:: TASK DIRECTIONS ::
All the records that follow need to be reproduced exactly. Omit the images.

PROVIDED RECORDS START

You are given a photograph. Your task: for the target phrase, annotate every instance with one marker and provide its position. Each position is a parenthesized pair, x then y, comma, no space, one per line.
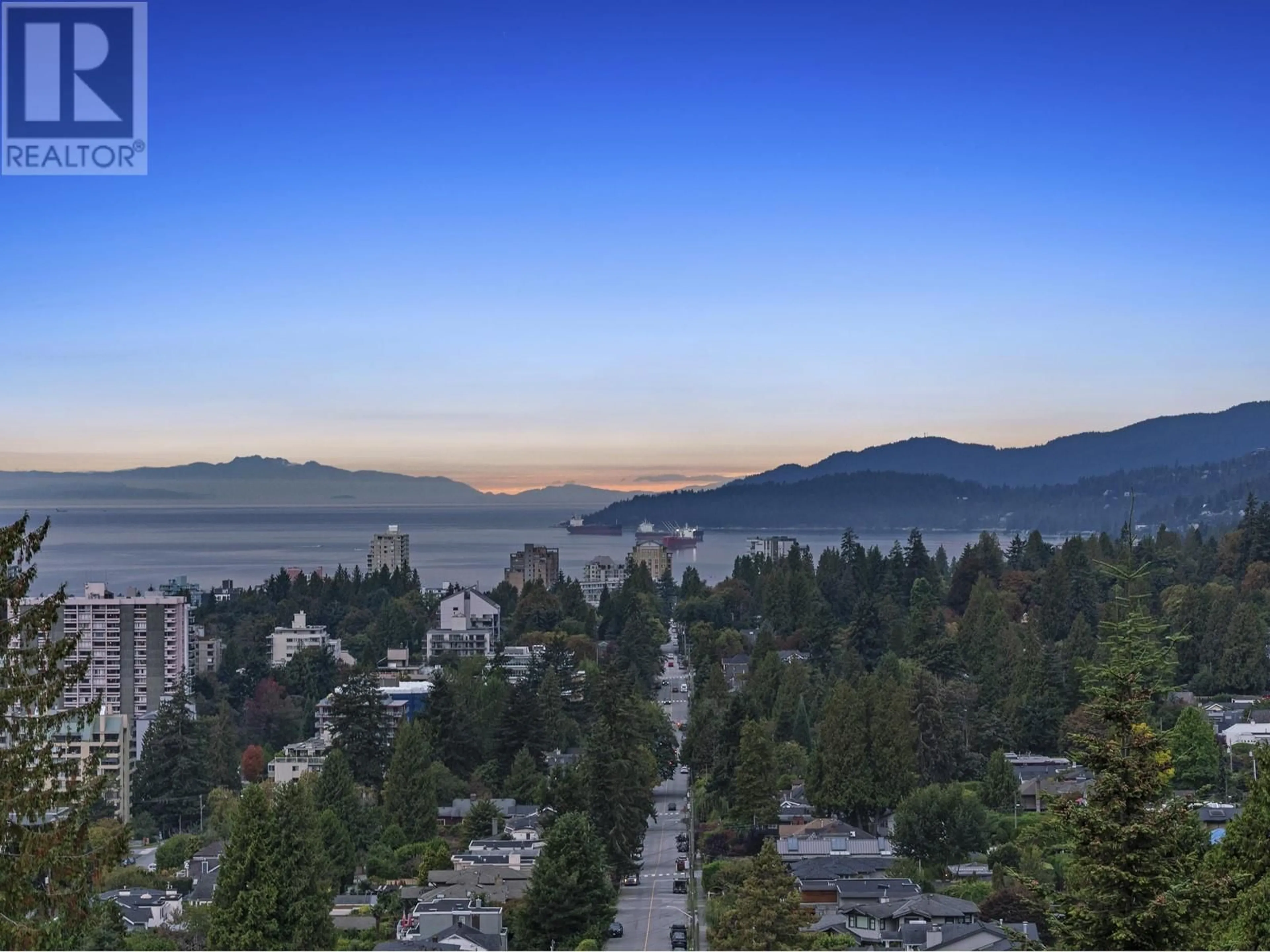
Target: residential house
(202,870)
(1214,817)
(469,626)
(403,702)
(354,912)
(458,812)
(735,671)
(298,760)
(519,660)
(396,667)
(1033,794)
(1246,733)
(431,920)
(928,937)
(792,657)
(1031,767)
(795,847)
(840,867)
(498,885)
(878,923)
(144,909)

PROVIDED RECORDS END

:: SOLVED PROBLEM ::
You are given a photograph. Your task: for the target phrase, annotate every instance with one marker and provide its position. Each position is a parenthesized pair, x then y, comma, no space, one per line.
Target: residential house
(202,870)
(1214,817)
(469,626)
(403,702)
(354,912)
(458,812)
(735,671)
(298,760)
(519,660)
(396,667)
(1033,794)
(1246,733)
(431,920)
(928,937)
(792,657)
(1031,767)
(795,847)
(840,867)
(498,885)
(878,923)
(144,909)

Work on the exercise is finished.